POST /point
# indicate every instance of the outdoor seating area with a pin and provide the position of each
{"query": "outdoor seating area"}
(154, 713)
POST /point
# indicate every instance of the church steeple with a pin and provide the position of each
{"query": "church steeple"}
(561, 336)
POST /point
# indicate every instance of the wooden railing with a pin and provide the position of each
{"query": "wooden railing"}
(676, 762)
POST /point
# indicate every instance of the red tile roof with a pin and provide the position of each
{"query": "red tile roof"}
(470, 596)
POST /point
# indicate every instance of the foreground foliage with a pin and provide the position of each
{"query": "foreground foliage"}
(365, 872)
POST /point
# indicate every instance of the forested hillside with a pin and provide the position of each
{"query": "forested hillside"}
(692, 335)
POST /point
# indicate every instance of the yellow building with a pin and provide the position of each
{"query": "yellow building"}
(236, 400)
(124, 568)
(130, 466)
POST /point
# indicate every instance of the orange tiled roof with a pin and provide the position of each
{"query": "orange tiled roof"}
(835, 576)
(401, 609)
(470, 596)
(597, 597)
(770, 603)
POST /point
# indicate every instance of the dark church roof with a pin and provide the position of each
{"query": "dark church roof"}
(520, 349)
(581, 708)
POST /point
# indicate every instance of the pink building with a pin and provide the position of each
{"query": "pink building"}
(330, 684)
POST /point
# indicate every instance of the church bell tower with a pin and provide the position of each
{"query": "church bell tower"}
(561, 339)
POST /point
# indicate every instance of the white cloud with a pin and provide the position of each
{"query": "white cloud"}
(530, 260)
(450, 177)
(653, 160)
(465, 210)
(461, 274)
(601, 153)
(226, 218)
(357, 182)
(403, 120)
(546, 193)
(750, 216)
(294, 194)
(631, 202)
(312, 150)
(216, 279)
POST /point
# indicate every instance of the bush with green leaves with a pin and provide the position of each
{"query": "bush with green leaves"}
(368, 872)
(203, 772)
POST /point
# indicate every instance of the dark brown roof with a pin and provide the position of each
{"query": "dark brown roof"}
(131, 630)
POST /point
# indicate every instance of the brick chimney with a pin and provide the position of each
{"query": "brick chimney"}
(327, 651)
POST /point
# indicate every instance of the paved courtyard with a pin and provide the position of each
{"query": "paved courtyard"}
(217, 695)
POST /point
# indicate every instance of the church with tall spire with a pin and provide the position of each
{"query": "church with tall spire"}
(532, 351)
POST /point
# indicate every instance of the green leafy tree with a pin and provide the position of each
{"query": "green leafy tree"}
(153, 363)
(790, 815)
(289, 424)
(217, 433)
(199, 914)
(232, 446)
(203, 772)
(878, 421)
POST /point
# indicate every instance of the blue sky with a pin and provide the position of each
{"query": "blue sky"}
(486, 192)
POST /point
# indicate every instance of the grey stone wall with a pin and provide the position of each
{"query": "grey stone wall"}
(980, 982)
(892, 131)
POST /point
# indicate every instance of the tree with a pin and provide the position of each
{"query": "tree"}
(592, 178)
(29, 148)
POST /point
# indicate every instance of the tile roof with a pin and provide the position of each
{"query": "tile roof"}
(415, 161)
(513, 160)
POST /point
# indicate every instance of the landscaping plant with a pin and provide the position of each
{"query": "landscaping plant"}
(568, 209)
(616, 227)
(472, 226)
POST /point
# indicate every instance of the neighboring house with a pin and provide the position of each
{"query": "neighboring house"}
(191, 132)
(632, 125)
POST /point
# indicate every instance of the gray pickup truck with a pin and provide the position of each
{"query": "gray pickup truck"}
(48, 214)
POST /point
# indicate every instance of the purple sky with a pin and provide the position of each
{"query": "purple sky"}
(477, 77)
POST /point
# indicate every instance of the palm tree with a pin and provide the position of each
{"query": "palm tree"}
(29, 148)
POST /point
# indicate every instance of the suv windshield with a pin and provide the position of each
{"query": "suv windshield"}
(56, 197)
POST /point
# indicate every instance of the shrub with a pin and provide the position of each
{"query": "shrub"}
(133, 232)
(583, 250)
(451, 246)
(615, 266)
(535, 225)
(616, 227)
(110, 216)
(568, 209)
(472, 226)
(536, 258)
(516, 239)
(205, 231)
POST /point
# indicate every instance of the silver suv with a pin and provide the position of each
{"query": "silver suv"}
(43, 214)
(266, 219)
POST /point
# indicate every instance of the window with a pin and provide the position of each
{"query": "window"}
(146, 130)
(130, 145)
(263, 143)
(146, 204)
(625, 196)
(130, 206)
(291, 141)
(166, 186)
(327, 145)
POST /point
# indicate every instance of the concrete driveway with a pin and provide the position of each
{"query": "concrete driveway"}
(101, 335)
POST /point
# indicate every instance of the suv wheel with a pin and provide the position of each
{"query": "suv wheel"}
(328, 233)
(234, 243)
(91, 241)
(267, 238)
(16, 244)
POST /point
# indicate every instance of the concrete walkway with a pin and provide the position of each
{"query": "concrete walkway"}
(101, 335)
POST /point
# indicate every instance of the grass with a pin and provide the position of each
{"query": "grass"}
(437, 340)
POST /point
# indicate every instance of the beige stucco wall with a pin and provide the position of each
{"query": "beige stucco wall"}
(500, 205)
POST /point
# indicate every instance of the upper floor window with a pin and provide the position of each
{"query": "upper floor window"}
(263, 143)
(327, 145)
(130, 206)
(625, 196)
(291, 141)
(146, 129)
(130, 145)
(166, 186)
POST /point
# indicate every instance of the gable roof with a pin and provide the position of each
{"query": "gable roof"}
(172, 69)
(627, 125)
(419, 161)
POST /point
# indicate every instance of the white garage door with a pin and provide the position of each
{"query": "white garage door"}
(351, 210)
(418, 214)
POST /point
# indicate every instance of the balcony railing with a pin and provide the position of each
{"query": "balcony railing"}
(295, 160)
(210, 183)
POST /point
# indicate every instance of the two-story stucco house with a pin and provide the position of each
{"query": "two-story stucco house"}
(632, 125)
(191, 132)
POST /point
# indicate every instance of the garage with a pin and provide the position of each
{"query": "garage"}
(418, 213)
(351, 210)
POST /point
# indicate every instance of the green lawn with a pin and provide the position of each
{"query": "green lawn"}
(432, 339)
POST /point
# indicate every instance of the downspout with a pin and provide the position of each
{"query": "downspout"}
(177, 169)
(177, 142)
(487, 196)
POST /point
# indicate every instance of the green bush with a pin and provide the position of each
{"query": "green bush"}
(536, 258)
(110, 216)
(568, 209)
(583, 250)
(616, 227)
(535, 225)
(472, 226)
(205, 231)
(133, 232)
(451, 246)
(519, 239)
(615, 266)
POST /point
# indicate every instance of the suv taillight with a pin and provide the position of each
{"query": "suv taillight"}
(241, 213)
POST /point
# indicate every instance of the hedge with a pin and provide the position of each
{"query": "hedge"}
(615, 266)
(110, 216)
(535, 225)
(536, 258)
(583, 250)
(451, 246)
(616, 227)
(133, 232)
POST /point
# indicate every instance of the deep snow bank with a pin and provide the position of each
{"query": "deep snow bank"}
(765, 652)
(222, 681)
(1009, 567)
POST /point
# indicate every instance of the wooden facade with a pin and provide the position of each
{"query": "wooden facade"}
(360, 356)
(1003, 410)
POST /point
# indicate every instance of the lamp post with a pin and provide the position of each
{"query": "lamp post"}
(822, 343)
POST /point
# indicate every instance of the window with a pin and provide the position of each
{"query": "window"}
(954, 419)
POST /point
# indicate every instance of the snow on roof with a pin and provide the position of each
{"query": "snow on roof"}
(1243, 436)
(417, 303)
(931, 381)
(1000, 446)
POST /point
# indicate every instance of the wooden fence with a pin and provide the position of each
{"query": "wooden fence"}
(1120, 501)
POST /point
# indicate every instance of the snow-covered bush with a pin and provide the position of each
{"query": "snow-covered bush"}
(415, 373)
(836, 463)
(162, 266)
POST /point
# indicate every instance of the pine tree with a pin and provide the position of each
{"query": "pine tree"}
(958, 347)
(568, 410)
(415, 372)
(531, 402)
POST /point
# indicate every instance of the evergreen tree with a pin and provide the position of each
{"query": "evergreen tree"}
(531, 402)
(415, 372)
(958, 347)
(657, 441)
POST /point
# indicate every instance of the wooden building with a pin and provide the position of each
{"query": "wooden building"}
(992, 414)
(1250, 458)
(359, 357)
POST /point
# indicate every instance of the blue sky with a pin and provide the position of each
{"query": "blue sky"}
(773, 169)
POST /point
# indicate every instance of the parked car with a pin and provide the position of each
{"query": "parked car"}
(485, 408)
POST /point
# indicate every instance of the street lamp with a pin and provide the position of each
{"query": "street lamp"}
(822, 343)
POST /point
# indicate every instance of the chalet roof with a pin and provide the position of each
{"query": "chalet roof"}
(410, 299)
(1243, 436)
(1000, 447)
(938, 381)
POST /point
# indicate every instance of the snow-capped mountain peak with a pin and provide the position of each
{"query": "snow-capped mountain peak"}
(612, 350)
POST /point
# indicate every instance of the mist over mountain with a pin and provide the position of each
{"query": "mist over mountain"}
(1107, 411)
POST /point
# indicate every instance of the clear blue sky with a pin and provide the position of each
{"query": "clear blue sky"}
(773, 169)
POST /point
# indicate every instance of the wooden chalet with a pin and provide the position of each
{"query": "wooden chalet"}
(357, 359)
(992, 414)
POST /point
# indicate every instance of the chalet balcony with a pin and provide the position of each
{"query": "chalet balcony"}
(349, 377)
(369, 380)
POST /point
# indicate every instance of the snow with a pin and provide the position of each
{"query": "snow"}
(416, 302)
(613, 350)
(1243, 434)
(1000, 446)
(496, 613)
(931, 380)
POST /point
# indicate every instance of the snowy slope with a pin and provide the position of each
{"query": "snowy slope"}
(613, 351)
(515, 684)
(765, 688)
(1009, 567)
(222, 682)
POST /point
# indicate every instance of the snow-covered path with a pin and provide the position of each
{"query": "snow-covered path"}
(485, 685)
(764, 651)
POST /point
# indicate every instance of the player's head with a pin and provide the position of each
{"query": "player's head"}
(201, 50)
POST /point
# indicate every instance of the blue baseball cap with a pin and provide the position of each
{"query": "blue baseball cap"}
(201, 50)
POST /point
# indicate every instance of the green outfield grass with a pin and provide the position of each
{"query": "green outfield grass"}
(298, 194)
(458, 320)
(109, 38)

__________

§ Aim: How many lines of the items above contain the word "street"? Give only the number.

§ Exercise solution: 2